DATA FOR THIS EXERCISE:
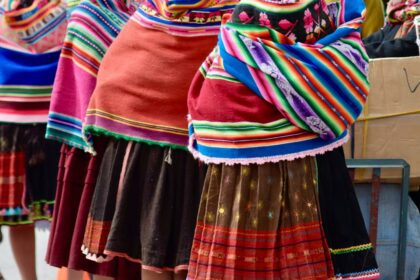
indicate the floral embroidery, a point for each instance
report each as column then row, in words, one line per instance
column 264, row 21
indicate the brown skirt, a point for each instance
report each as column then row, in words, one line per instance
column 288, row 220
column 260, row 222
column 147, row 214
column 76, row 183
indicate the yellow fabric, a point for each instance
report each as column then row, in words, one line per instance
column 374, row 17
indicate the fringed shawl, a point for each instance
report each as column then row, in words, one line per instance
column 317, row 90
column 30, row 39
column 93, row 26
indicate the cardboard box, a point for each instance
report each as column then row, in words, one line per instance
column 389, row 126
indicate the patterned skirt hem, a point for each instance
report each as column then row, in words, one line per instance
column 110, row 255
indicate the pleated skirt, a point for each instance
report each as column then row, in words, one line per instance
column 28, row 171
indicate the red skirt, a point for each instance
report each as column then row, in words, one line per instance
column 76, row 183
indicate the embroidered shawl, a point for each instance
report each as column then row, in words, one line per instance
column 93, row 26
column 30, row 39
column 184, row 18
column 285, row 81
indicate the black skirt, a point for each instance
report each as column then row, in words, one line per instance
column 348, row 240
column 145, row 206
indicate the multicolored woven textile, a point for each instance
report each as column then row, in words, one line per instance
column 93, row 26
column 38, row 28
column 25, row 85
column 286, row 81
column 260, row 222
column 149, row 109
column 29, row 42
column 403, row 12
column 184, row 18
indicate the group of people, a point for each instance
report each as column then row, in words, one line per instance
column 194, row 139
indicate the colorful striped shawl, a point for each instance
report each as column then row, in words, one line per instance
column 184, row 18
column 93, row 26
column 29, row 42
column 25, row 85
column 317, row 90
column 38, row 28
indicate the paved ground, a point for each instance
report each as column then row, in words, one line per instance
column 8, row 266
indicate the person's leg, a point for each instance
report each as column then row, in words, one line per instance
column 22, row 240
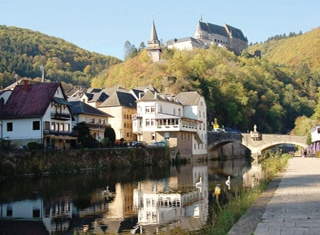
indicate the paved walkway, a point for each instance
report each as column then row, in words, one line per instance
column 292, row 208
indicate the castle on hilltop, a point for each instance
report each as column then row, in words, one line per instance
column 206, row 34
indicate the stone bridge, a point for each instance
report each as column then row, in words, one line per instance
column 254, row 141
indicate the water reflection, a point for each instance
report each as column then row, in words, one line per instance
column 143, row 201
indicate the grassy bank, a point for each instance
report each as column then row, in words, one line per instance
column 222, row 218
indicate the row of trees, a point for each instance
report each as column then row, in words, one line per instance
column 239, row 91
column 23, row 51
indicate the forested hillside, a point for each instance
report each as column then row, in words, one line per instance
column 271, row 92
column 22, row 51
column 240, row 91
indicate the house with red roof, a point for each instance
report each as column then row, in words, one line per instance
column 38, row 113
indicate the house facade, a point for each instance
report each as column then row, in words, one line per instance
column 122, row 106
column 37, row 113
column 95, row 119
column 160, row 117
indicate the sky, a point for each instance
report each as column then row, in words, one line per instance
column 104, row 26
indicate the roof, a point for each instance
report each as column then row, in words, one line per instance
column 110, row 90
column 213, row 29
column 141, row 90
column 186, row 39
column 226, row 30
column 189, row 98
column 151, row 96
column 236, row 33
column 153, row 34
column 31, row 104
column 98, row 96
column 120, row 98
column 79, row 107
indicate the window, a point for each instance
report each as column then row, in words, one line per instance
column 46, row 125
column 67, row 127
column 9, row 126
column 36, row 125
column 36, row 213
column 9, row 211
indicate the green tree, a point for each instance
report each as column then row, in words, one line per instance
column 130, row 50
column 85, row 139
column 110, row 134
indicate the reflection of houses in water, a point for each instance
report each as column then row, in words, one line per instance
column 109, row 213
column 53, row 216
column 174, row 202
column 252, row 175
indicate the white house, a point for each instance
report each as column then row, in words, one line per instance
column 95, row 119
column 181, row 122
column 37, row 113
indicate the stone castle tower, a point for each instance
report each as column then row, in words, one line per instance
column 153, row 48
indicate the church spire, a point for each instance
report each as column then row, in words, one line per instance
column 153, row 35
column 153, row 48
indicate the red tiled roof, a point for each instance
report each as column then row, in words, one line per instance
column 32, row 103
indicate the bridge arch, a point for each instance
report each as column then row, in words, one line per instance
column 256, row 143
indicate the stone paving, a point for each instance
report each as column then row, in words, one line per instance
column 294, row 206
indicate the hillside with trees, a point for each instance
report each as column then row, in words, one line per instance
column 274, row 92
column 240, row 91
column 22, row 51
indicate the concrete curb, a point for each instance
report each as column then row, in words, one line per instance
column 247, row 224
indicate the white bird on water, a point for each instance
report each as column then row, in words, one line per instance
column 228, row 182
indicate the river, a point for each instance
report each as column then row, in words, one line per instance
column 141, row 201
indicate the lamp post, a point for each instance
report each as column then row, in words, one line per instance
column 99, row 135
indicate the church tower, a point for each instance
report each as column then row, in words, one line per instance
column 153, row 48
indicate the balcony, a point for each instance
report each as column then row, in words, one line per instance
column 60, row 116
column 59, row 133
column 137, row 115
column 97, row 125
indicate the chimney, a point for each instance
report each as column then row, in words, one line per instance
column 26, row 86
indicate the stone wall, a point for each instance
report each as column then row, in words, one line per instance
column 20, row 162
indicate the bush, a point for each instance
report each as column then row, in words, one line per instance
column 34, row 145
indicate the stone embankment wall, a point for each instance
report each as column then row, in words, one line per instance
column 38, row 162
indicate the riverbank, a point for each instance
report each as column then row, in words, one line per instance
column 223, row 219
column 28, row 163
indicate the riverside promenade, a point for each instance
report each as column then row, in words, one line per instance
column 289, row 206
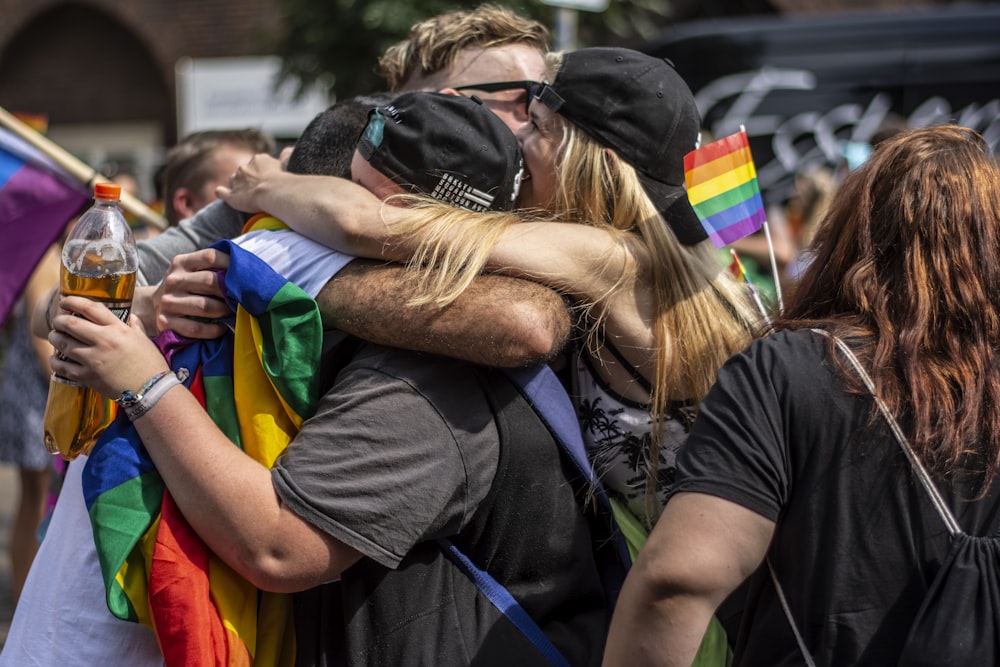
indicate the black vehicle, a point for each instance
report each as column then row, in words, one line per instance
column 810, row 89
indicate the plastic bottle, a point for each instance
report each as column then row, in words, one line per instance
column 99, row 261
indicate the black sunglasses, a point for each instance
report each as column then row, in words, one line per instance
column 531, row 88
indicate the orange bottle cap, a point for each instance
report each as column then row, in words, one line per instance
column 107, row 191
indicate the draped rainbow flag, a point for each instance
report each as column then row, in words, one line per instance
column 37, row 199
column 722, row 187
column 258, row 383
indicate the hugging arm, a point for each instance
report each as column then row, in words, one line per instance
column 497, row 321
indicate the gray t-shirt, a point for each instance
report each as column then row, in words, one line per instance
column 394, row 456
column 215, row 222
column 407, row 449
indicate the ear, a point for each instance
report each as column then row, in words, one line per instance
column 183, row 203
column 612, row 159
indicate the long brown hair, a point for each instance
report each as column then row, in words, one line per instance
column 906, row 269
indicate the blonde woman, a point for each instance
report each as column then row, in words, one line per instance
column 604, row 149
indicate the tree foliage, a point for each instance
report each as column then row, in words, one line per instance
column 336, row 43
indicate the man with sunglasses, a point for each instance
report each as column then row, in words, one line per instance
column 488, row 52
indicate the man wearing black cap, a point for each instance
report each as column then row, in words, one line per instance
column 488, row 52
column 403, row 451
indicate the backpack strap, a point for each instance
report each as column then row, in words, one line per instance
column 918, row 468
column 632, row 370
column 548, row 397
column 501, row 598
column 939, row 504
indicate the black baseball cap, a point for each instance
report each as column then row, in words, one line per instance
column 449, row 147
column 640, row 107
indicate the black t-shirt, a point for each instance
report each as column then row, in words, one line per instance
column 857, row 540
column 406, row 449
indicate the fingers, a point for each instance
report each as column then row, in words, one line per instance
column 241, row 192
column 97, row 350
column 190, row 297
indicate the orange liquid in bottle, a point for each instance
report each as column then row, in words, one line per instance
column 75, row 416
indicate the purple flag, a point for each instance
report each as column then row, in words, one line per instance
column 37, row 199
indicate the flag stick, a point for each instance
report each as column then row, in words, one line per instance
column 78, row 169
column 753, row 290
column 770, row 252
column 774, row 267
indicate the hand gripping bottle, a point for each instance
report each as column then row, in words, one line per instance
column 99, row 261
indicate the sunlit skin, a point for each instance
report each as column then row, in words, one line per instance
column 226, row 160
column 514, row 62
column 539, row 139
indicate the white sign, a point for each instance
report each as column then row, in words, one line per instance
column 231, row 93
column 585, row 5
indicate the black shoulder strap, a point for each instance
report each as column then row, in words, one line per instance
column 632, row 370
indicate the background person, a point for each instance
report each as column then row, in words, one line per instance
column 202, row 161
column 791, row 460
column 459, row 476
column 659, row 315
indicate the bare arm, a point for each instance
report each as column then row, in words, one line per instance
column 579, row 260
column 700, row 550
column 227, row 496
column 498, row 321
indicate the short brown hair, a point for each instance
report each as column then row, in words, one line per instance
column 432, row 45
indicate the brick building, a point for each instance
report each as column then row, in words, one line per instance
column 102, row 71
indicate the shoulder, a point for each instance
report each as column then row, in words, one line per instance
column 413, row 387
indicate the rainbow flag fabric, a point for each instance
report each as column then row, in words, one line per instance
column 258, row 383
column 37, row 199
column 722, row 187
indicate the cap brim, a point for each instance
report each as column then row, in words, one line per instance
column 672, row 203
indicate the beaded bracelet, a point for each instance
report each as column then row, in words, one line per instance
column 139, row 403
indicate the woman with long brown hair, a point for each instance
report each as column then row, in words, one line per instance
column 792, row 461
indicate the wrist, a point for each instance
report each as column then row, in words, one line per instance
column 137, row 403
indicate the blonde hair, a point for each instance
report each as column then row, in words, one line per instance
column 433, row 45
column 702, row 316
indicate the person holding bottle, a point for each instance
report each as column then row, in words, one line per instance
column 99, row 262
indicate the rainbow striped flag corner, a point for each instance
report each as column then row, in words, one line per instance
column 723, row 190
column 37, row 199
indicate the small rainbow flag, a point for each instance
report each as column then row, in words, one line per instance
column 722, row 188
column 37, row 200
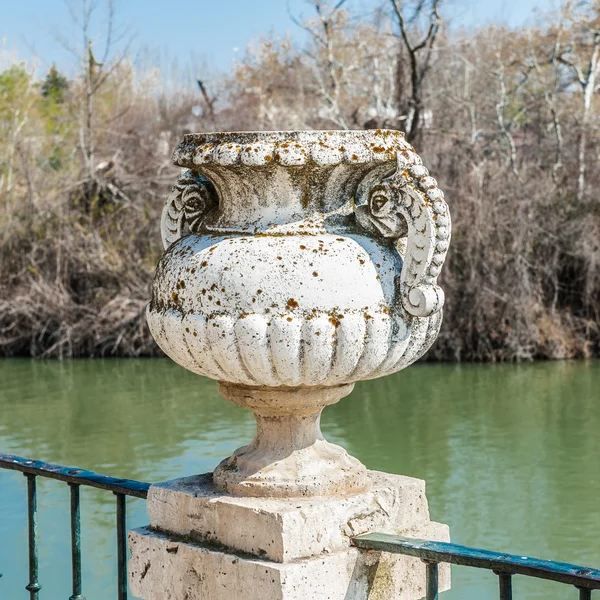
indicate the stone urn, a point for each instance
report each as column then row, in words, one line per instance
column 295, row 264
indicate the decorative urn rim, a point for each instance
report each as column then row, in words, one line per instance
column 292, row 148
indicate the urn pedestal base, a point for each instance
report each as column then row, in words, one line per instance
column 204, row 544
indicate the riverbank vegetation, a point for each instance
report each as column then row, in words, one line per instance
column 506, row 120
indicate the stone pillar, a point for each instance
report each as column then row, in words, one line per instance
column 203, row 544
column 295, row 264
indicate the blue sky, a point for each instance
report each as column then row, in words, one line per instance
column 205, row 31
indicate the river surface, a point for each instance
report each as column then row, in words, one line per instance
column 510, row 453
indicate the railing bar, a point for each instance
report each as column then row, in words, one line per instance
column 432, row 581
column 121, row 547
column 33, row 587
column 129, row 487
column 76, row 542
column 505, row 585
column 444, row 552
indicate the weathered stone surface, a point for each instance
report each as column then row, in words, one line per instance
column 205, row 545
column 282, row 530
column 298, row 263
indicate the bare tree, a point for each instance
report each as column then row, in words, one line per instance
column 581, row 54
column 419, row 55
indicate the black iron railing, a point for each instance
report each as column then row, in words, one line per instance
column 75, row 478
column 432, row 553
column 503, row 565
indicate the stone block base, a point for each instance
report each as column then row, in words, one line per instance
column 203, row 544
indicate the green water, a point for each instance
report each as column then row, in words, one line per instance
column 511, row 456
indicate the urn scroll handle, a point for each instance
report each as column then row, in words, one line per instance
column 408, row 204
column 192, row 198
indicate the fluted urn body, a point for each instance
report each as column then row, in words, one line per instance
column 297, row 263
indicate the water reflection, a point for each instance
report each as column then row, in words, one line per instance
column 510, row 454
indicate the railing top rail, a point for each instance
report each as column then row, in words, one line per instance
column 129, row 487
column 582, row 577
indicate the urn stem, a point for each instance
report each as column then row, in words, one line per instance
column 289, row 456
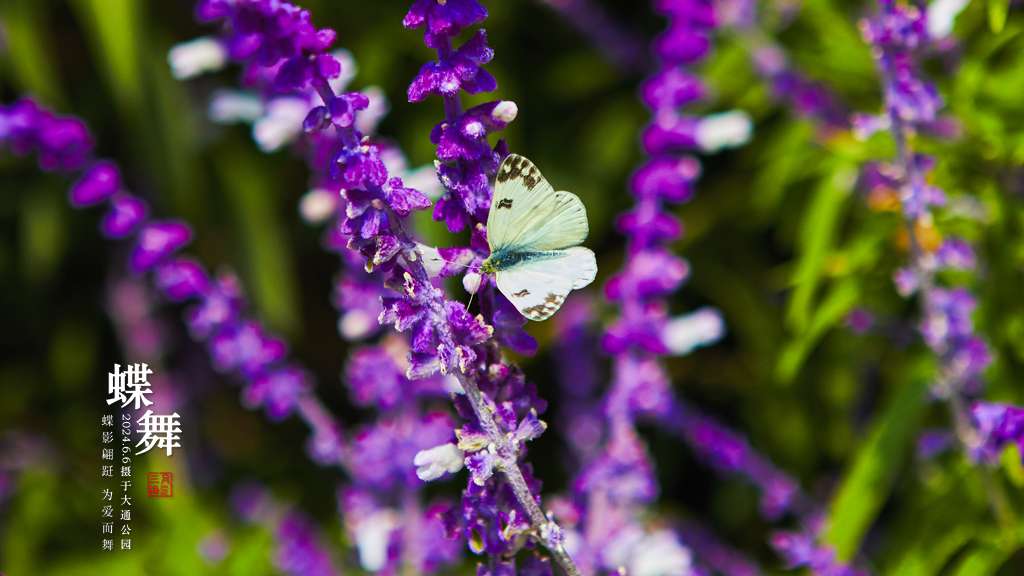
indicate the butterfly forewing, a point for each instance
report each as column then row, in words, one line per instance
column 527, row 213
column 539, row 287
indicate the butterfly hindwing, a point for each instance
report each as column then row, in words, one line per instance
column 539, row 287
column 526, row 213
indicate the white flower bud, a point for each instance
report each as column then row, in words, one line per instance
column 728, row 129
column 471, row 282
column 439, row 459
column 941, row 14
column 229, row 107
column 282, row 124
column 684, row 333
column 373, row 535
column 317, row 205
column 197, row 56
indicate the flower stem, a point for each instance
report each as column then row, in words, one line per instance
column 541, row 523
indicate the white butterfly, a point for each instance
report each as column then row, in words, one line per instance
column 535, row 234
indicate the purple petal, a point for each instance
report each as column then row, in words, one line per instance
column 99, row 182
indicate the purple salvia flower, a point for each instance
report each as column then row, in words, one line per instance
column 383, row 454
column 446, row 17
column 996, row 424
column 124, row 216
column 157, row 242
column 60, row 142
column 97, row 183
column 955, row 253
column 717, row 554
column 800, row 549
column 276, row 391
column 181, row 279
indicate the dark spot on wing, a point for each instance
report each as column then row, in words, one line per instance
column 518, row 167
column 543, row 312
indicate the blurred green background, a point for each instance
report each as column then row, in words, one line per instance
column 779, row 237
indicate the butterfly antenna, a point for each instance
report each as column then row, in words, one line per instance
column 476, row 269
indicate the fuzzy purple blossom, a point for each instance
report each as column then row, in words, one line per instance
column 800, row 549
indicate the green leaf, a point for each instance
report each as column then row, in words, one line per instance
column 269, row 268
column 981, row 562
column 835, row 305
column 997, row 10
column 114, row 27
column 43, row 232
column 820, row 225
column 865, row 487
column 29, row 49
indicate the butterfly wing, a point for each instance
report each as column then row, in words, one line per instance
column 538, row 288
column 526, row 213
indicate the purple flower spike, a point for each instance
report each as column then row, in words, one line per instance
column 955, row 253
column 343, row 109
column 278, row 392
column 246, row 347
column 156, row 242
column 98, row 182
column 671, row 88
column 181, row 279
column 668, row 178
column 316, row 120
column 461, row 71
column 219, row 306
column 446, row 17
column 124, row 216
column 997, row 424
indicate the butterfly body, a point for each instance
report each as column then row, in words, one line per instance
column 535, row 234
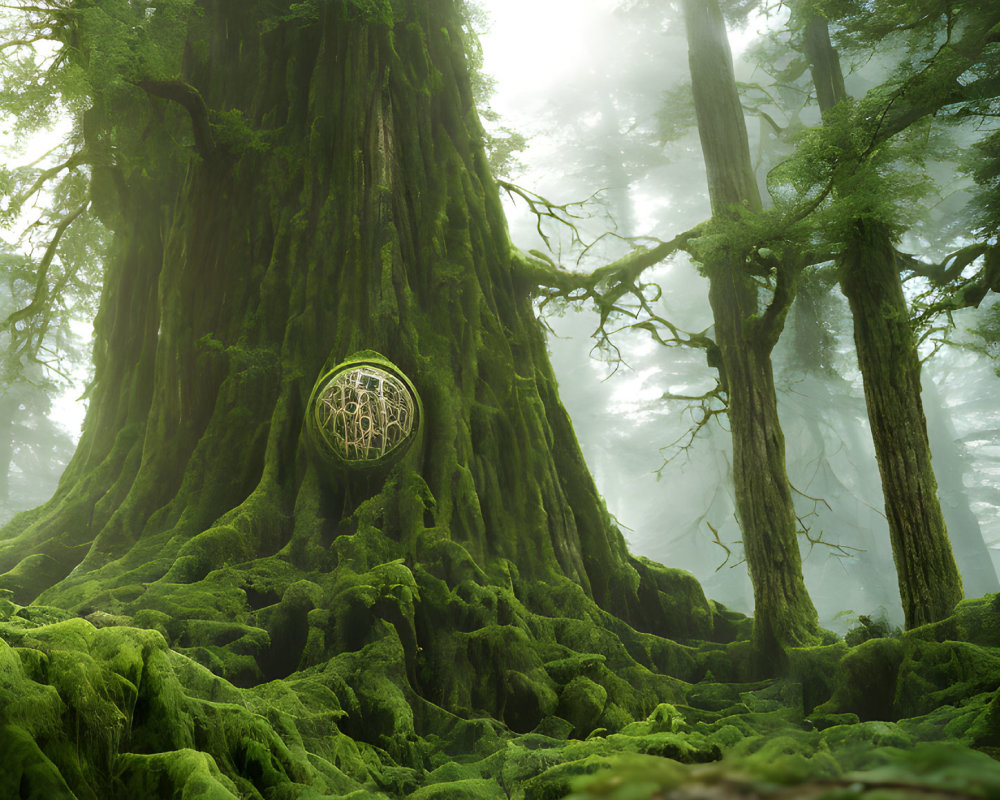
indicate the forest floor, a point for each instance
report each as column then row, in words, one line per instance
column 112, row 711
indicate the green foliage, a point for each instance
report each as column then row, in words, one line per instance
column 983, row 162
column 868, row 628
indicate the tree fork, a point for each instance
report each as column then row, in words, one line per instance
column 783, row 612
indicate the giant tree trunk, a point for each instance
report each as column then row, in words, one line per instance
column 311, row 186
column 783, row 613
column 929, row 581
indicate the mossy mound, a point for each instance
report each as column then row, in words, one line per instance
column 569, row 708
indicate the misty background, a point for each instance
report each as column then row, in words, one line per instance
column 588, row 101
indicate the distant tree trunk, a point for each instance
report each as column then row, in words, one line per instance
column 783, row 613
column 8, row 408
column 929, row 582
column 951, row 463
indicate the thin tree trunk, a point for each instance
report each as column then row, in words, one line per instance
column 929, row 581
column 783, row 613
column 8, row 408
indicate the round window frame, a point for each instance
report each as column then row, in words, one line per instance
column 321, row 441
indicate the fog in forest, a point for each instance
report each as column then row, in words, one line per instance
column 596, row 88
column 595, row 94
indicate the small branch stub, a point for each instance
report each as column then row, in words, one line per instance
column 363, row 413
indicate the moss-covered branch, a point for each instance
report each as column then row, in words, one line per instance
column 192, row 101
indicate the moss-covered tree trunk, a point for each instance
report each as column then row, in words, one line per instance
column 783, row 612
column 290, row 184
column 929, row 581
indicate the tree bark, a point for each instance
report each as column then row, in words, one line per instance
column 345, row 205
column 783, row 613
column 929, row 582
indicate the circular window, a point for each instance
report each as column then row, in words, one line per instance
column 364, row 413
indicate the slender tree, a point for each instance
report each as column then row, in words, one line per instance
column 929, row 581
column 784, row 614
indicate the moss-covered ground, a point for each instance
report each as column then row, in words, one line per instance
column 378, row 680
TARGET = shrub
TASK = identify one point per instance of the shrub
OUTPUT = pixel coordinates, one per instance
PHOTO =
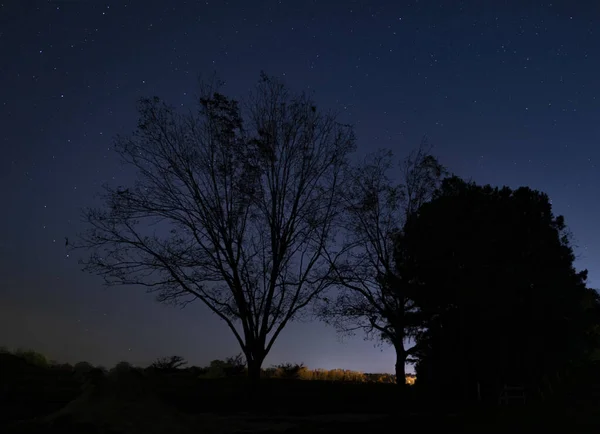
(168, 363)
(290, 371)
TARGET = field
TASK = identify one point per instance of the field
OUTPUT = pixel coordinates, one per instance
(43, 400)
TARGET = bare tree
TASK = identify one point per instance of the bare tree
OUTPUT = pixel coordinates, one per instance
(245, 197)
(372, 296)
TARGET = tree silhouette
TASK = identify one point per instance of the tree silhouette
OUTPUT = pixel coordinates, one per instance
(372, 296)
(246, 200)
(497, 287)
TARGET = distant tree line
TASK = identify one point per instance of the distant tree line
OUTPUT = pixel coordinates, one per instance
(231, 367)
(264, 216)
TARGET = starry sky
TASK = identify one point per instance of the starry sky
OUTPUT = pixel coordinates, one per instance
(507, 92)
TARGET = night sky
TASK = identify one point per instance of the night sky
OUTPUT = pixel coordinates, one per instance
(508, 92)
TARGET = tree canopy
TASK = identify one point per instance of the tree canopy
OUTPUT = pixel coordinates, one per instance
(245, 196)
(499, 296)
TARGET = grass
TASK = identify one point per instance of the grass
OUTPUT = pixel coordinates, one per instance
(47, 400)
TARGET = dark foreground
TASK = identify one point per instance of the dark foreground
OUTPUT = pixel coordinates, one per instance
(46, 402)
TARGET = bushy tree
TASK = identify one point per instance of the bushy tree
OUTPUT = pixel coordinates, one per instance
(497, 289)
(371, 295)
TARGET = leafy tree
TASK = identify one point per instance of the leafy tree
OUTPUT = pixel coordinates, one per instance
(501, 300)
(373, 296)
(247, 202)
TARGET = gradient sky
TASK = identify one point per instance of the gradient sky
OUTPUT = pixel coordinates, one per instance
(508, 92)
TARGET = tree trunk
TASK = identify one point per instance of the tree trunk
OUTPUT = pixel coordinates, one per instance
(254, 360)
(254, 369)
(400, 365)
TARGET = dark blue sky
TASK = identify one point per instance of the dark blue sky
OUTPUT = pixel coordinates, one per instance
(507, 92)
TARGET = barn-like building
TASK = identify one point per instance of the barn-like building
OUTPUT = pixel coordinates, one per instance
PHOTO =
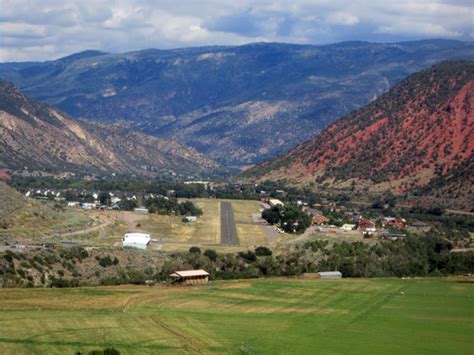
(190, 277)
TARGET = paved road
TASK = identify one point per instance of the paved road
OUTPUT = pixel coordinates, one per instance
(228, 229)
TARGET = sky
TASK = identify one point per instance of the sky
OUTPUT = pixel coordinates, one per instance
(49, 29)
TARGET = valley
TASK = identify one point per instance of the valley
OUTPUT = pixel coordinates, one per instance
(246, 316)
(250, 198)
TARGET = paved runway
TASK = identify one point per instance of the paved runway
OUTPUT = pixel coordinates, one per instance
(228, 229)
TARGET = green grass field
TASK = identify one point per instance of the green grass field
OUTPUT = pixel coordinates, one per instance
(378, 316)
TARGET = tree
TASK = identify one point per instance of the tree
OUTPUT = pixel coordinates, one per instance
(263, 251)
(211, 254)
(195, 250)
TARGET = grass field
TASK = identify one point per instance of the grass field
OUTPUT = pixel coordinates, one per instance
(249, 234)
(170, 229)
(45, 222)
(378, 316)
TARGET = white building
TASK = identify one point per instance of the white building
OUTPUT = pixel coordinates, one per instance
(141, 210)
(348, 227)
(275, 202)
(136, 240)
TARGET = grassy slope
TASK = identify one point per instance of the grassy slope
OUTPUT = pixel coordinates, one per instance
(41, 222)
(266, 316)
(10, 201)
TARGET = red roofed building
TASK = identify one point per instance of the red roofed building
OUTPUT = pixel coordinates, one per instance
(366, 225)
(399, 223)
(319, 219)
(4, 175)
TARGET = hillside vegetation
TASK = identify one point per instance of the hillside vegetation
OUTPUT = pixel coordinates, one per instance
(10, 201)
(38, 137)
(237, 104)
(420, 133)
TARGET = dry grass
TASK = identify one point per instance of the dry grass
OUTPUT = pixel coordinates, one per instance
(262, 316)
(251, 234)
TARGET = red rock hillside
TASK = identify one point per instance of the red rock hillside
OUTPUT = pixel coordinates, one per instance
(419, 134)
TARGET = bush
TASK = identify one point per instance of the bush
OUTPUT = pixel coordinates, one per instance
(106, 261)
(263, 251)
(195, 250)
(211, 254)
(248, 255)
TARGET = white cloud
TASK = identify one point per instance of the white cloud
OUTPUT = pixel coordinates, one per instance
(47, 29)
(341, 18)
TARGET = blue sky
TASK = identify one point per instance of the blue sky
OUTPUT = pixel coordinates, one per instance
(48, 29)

WHAT TO WORK ON:
Look at the records above. Copy every line where the string "covered" occurs.

EXERCISE ANSWER:
indicate the moss-covered branch, a point for each instance
indicate the moss-covered tree trunk, a point for each instance
indicate the moss-covered ground, a point for each instance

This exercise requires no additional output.